[Required work]:
A – In the Metis passage, on what date were the two CMEs with very bright ultraviolet prominence emission observed?
B – Rewrite the stretch of the Metis passage from "The quantitative exploitation" through "from other instruments.", switching "stellar observations" to "observations of stars".

[Given passage]:
========================================
The Solar Orbiter mission has significantly advanced the study of the solar corona and its connection to the heliosphere through its unique orbital configuration and state-of-the-art instrumentation. Among its remote-sensing payload, the SolO/Metis coronagraph provides, for the first time, simultaneous two-dimensional imaging of the extended solar corona in visible light (VL) and ultraviolet (UV) H I Ly-α emission. This dual-channel capability enables novel diagnostics of coronal plasma, bridging observations from the inner to the middle corona and offering new insights into the origin and evolution of coronal mass ejections (CMEs) and eruptive prominences.

The quantitative exploitation of Metis observations relies on a robust radiometric calibration of its dual channels. In-flight calibration strategies based on stellar observations enable the determination of absolute coronal brightness and the monitoring of instrumental stability over time. This calibration framework provides the foundation for reliable plasma diagnostics and ensures consistency with complementary observations from other instruments.

Metis data enable the application of advanced three-dimensional CME reconstruction techniques, including tie-point triangulation, the Graduated Cylindrical Shell model, and the polarization ratio technique. The combination of these methods allows the reconstruction of CME morphology and propagation in three dimensions, as well as the derivation of key plasma parameters such as electron density and mass, which are essential for characterizing CME dynamics and energetics.

A representative example is provided by the analysis of two CMEs observed on 28 October 2021. These events, characterized by exceptionally bright ultraviolet emission from erupting prominences, were investigated through a comprehensive multi-instrument dataset including STEREO-A, SDO, SOHO,PROBA-2, and ground-based H-α observations. The analysis revealed distinct eruption scenarios, ranging from a slow three-part CME associated with acquiescent filament to a fast halo CME originating from an active region. These events provided a testbed for validating the combined use of 3D reconstruction techniques and plasma diagnostics, demonstrating the capability of Metis to track prominence material to large heliocentric distances and to constrain CME physical properties.

A complementary approach exploits the synergy between Metis and the EUI/FSI instrument to achieve seamless tracking of eruptive prominences across the transition from the low to the middle corona. The development of the EUIMET tool enables the construction of continuous mosaics combining extreme-ultraviolet and coronagraphic observations, incorporating advanced image enhancement techniques and configurable opacity levels. This methodology has been applied to the polar crown eruption of 20 April 2023, providing a unified morphological and kinematic characterization of the event through triangulation and time–distance analysis, and demonstrating the potential for systematic multi-wavelength investigations of CME initiation and early propagation.

Overall, the combination of calibrated multi-wavelength observations, advanced three-dimensional reconstruction techniques, and dedicated analysis tools establishes Solar Orbiter Metis as a powerful diagnostic platform for investigating CME evolution. In particular, its unique capability to simultaneously observe the coronal plasma in VL and UV emission, at high spatial and temporal resolutions, provides unprecedented access to the fine structure of CMEs, including the detailed morphology and thermodynamic properties of erupting prominence material and internal substructures. These capabilities contribute to bridging the gap between the low corona and the heliosphere, improving the understanding of the physical processes governing coronal transients, and supporting future developments in heliospheric research and space weather forecasting.
========================================
(Photo-based referring expression data)
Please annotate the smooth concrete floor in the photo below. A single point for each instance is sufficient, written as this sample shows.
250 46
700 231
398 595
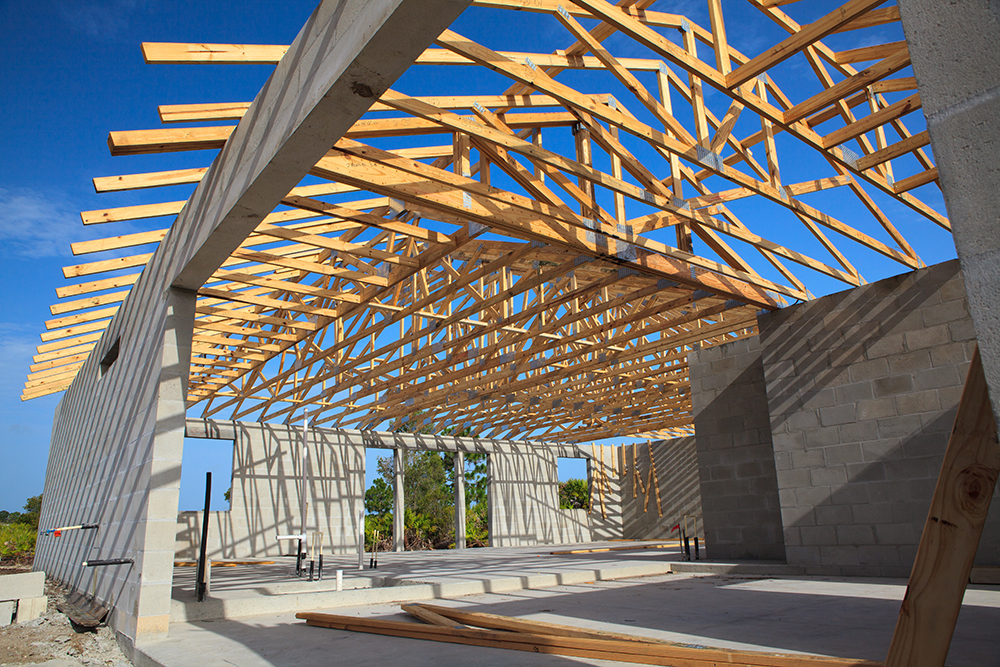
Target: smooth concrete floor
422 566
819 615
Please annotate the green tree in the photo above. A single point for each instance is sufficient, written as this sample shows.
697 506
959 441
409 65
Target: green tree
32 511
378 498
574 494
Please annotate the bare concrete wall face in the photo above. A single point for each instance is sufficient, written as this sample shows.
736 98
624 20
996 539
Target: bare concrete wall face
266 493
739 487
862 388
524 499
115 460
680 489
265 501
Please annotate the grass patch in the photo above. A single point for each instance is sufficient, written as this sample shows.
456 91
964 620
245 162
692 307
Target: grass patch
17 541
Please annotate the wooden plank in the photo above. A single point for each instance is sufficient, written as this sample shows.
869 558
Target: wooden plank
800 40
923 178
624 651
951 533
867 53
852 84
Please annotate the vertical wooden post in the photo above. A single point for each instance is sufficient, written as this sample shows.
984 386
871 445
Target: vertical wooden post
951 535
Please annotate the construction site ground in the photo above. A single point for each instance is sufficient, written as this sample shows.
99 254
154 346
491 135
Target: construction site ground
739 606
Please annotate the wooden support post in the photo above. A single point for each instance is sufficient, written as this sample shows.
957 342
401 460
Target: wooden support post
459 500
952 531
399 501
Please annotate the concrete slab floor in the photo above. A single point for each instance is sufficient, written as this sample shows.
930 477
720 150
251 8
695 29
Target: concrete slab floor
418 566
826 616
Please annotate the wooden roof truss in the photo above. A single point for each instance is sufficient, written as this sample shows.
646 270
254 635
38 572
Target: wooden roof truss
491 283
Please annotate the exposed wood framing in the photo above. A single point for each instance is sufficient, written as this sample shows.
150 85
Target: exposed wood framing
481 278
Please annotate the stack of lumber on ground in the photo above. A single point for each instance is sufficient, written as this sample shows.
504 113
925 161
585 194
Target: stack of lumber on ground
455 626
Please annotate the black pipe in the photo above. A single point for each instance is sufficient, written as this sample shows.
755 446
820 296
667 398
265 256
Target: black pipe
203 556
108 561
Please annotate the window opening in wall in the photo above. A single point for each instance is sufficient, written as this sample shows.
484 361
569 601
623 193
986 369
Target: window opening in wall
203 455
428 500
574 490
110 357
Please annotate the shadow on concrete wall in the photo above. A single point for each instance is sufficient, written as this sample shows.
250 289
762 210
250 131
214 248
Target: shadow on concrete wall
676 463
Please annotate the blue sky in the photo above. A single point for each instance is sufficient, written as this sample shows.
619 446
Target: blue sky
74 71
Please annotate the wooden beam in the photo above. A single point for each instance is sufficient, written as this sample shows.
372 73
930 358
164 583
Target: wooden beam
951 533
800 40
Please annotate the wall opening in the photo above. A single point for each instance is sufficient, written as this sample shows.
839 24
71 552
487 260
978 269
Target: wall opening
203 455
110 357
574 484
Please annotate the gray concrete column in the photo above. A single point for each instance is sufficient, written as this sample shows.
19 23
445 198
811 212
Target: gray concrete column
398 504
155 558
459 500
953 48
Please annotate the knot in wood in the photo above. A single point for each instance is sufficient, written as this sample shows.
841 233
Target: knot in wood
975 490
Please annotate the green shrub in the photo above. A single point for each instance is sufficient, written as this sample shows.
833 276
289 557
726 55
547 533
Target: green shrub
16 540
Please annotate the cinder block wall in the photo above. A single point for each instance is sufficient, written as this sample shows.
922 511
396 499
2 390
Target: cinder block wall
523 489
524 498
266 492
862 389
680 490
739 486
115 459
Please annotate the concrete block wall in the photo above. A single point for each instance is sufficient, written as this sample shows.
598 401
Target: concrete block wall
523 499
862 388
676 463
114 460
266 492
953 49
736 468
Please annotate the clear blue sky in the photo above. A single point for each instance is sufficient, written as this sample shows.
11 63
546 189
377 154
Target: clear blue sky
74 71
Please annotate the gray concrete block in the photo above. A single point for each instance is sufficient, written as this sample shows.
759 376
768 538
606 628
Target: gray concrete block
869 370
872 513
936 378
895 533
865 472
859 431
927 338
855 536
823 437
805 555
819 535
28 609
838 414
26 585
828 476
834 515
876 408
910 362
840 454
807 458
839 555
852 393
899 427
920 401
7 613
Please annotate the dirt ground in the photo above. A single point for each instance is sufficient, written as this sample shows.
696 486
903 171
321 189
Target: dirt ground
50 640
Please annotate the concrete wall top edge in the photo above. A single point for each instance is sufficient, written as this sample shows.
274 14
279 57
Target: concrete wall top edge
228 430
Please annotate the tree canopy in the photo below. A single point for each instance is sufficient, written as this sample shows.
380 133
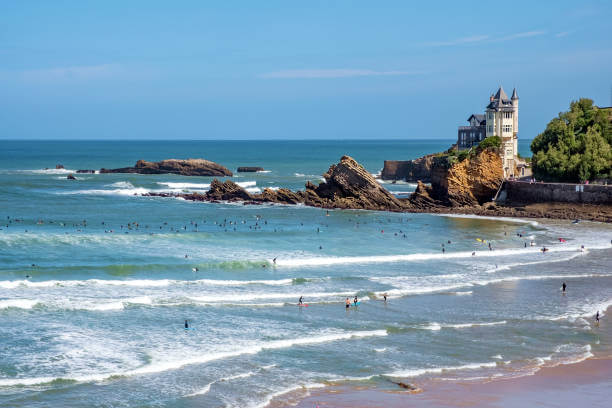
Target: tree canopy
575 146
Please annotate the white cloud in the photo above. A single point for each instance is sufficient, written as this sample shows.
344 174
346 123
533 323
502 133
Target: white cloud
477 39
458 41
332 73
83 72
525 34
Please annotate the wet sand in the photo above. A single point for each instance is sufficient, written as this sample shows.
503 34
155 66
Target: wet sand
585 384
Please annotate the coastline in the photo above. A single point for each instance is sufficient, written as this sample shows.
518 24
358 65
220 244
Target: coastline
581 384
567 384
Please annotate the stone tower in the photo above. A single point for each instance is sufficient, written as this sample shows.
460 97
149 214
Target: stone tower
502 120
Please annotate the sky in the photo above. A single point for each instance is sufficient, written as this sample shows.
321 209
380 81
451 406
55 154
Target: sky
292 69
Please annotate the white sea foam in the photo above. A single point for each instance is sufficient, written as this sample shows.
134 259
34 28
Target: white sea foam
166 365
484 217
140 283
438 370
18 303
185 186
346 260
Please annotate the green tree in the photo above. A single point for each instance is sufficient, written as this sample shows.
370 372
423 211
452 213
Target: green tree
575 146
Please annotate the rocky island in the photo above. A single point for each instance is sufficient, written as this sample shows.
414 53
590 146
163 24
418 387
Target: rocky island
189 167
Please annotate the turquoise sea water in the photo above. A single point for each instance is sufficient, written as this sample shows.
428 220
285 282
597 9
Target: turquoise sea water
113 276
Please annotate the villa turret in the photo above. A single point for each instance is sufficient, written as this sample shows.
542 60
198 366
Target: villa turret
500 119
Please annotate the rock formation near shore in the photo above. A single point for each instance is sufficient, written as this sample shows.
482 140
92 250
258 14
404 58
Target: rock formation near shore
189 167
409 170
471 182
249 169
347 185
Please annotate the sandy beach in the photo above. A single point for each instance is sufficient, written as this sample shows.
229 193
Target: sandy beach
583 384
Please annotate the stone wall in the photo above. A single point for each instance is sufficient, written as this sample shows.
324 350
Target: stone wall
526 193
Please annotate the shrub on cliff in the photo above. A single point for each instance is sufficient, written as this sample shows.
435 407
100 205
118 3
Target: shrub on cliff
490 142
575 146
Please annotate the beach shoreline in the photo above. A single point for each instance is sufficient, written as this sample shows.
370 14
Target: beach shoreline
567 384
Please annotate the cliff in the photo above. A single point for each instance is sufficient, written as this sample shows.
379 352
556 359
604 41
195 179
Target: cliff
409 170
189 167
473 181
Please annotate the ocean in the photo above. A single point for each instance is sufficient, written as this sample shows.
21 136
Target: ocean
96 282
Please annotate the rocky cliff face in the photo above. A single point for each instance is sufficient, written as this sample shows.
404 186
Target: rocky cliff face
409 170
473 181
189 167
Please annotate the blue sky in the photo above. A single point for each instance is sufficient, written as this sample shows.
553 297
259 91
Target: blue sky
292 70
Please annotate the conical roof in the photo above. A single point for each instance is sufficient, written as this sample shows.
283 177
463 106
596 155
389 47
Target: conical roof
501 95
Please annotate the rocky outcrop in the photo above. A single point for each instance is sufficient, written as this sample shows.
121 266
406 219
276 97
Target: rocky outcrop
470 182
249 169
226 191
347 185
409 170
189 167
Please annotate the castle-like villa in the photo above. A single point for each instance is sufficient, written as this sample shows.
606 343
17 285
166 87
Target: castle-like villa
500 119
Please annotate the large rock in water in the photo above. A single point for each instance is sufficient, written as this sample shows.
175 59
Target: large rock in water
189 167
348 185
409 170
472 182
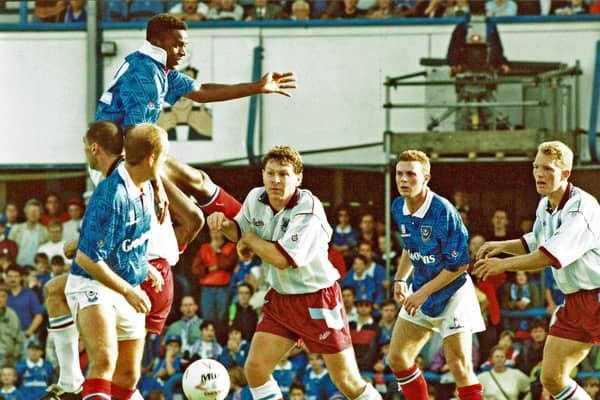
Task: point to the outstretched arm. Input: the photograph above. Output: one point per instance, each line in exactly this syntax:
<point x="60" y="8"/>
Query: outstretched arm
<point x="273" y="82"/>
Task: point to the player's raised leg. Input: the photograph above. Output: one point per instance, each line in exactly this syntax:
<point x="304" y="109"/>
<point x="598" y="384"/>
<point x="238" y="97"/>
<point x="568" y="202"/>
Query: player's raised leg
<point x="198" y="184"/>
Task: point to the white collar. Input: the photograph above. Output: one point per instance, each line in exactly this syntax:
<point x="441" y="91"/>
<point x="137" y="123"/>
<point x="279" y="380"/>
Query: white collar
<point x="154" y="52"/>
<point x="132" y="190"/>
<point x="31" y="364"/>
<point x="420" y="213"/>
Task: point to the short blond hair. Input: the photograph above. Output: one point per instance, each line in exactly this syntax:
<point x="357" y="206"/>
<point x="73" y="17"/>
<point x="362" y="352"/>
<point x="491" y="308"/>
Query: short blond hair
<point x="286" y="156"/>
<point x="560" y="151"/>
<point x="418" y="156"/>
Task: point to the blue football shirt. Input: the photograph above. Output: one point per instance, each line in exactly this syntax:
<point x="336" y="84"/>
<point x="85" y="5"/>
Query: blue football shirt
<point x="116" y="227"/>
<point x="436" y="239"/>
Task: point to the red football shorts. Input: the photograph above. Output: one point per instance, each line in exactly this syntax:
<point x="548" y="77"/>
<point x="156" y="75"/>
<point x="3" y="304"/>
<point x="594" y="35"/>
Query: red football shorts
<point x="317" y="318"/>
<point x="161" y="301"/>
<point x="578" y="318"/>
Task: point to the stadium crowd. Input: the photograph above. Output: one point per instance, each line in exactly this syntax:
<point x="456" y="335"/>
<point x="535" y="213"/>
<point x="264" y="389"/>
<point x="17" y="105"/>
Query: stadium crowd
<point x="219" y="297"/>
<point x="73" y="11"/>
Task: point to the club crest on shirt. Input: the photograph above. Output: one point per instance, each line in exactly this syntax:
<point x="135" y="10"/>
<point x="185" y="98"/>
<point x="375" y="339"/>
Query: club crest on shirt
<point x="403" y="232"/>
<point x="257" y="222"/>
<point x="426" y="231"/>
<point x="91" y="295"/>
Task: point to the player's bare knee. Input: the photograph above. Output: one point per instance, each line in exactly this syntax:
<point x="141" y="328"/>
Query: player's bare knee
<point x="126" y="377"/>
<point x="103" y="362"/>
<point x="398" y="362"/>
<point x="461" y="369"/>
<point x="552" y="382"/>
<point x="54" y="288"/>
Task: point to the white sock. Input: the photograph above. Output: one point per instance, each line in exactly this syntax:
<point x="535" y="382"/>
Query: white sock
<point x="572" y="392"/>
<point x="370" y="393"/>
<point x="269" y="390"/>
<point x="67" y="353"/>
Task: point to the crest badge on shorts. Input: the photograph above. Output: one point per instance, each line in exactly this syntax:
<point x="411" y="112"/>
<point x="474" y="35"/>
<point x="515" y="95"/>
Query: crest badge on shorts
<point x="426" y="231"/>
<point x="91" y="295"/>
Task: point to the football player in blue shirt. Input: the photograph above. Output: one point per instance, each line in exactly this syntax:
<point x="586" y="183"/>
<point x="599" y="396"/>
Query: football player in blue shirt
<point x="103" y="286"/>
<point x="442" y="297"/>
<point x="147" y="78"/>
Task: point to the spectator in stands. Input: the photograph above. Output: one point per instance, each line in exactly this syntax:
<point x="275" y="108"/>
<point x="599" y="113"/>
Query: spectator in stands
<point x="357" y="277"/>
<point x="431" y="9"/>
<point x="30" y="234"/>
<point x="188" y="327"/>
<point x="367" y="232"/>
<point x="241" y="314"/>
<point x="49" y="10"/>
<point x="457" y="8"/>
<point x="574" y="7"/>
<point x="384" y="9"/>
<point x="300" y="10"/>
<point x="25" y="303"/>
<point x="227" y="10"/>
<point x="9" y="378"/>
<point x="55" y="244"/>
<point x="349" y="10"/>
<point x="365" y="334"/>
<point x="190" y="10"/>
<point x="170" y="364"/>
<point x="212" y="265"/>
<point x="53" y="210"/>
<point x="521" y="295"/>
<point x="375" y="271"/>
<point x="500" y="8"/>
<point x="35" y="373"/>
<point x="142" y="10"/>
<point x="235" y="351"/>
<point x="207" y="346"/>
<point x="263" y="10"/>
<point x="501" y="382"/>
<point x="591" y="385"/>
<point x="344" y="238"/>
<point x="349" y="299"/>
<point x="532" y="350"/>
<point x="506" y="341"/>
<point x="11" y="211"/>
<point x="76" y="11"/>
<point x="297" y="391"/>
<point x="71" y="227"/>
<point x="7" y="245"/>
<point x="11" y="334"/>
<point x="316" y="381"/>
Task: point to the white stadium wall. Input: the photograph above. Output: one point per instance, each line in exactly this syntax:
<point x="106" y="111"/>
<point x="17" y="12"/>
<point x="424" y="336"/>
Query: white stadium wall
<point x="340" y="71"/>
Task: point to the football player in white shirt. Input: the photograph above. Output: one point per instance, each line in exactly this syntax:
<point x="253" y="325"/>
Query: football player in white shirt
<point x="565" y="236"/>
<point x="287" y="228"/>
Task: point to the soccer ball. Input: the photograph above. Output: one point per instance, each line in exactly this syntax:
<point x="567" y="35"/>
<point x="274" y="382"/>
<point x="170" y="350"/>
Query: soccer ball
<point x="205" y="379"/>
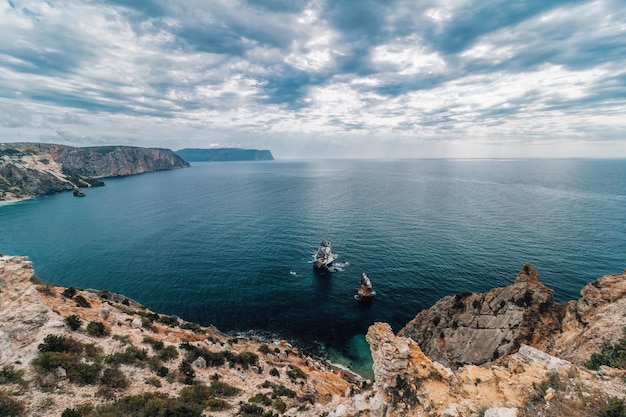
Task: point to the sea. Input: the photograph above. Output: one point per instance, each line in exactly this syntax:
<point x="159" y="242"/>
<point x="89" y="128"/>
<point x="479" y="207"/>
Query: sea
<point x="231" y="244"/>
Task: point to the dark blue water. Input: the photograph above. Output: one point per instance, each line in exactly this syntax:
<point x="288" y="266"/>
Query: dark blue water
<point x="217" y="243"/>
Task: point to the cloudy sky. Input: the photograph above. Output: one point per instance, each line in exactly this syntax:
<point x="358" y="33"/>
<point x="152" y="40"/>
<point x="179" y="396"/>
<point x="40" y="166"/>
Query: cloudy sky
<point x="319" y="78"/>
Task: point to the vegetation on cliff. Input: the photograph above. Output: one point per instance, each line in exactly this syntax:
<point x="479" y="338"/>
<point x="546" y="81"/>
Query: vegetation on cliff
<point x="32" y="169"/>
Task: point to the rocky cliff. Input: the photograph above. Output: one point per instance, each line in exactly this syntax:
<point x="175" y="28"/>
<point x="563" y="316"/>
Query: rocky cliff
<point x="474" y="329"/>
<point x="224" y="154"/>
<point x="96" y="353"/>
<point x="52" y="359"/>
<point x="31" y="169"/>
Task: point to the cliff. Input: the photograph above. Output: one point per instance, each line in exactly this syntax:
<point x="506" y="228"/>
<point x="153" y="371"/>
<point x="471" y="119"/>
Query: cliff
<point x="32" y="169"/>
<point x="66" y="348"/>
<point x="224" y="154"/>
<point x="94" y="353"/>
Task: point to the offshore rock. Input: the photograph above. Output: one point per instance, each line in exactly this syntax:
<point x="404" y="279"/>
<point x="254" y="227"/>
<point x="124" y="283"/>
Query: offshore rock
<point x="478" y="328"/>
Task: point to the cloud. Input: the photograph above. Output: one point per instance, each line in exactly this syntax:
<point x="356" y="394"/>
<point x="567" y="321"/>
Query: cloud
<point x="407" y="73"/>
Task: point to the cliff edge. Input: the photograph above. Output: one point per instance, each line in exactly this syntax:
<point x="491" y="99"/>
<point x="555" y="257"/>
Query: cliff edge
<point x="32" y="169"/>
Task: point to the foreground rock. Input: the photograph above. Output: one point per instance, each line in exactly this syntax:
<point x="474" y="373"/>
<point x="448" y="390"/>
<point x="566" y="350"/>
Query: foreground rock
<point x="32" y="169"/>
<point x="539" y="369"/>
<point x="477" y="328"/>
<point x="30" y="311"/>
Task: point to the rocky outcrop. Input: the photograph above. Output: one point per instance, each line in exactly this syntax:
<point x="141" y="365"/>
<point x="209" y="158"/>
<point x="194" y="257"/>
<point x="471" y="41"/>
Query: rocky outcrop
<point x="598" y="316"/>
<point x="224" y="154"/>
<point x="408" y="383"/>
<point x="292" y="382"/>
<point x="32" y="169"/>
<point x="477" y="328"/>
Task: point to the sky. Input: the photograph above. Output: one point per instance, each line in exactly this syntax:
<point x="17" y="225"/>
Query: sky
<point x="319" y="78"/>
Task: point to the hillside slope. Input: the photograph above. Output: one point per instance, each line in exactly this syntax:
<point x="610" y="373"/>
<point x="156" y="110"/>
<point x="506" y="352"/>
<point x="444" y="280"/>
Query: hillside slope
<point x="32" y="169"/>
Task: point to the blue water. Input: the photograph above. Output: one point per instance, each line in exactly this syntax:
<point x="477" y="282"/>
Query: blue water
<point x="219" y="243"/>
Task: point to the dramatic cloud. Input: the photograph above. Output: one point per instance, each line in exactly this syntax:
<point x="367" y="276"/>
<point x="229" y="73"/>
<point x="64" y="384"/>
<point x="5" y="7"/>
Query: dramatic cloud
<point x="319" y="78"/>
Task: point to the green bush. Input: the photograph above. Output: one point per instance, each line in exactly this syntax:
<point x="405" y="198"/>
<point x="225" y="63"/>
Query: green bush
<point x="54" y="343"/>
<point x="615" y="407"/>
<point x="10" y="407"/>
<point x="296" y="373"/>
<point x="221" y="389"/>
<point x="82" y="302"/>
<point x="69" y="292"/>
<point x="168" y="353"/>
<point x="74" y="322"/>
<point x="114" y="378"/>
<point x="8" y="375"/>
<point x="97" y="329"/>
<point x="149" y="404"/>
<point x="130" y="356"/>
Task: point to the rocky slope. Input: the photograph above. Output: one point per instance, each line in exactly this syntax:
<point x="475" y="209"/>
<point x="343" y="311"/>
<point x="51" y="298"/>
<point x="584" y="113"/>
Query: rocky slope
<point x="30" y="311"/>
<point x="224" y="154"/>
<point x="538" y="370"/>
<point x="31" y="169"/>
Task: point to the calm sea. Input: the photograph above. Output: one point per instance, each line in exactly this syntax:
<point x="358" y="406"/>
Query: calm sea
<point x="231" y="244"/>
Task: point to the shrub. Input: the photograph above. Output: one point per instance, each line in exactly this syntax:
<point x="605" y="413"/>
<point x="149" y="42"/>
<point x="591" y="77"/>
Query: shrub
<point x="10" y="406"/>
<point x="8" y="375"/>
<point x="187" y="372"/>
<point x="82" y="302"/>
<point x="154" y="381"/>
<point x="74" y="322"/>
<point x="279" y="405"/>
<point x="246" y="359"/>
<point x="97" y="329"/>
<point x="54" y="343"/>
<point x="130" y="356"/>
<point x="149" y="404"/>
<point x="615" y="407"/>
<point x="163" y="371"/>
<point x="221" y="389"/>
<point x="195" y="394"/>
<point x="295" y="373"/>
<point x="260" y="398"/>
<point x="168" y="353"/>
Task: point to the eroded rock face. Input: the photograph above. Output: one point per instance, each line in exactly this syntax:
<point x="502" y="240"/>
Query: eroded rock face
<point x="477" y="328"/>
<point x="22" y="314"/>
<point x="408" y="383"/>
<point x="598" y="316"/>
<point x="32" y="169"/>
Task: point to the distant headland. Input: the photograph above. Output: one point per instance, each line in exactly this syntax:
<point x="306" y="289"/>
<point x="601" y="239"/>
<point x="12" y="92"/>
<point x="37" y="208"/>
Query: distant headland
<point x="224" y="154"/>
<point x="33" y="169"/>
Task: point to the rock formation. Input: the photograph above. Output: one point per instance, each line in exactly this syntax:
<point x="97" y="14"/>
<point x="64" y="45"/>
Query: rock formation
<point x="32" y="169"/>
<point x="30" y="311"/>
<point x="543" y="375"/>
<point x="224" y="154"/>
<point x="477" y="328"/>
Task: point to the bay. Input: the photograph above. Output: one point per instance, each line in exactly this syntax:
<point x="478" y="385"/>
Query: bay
<point x="231" y="244"/>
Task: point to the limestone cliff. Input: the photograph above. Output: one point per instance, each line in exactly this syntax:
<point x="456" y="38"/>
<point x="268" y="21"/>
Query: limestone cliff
<point x="31" y="169"/>
<point x="476" y="328"/>
<point x="143" y="353"/>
========================================
[Responses by item number]:
A – 28 October 2021

B –
The quantitative exploitation of Metis observations relies on a robust radiometric calibration of its dual channels. In-flight calibration strategies based on observations of stars enable the determination of absolute coronal brightness and the monitoring of instrumental stability over time. This calibration framework provides the foundation for reliable plasma diagnostics and ensures consistency with complementary observations from other instruments.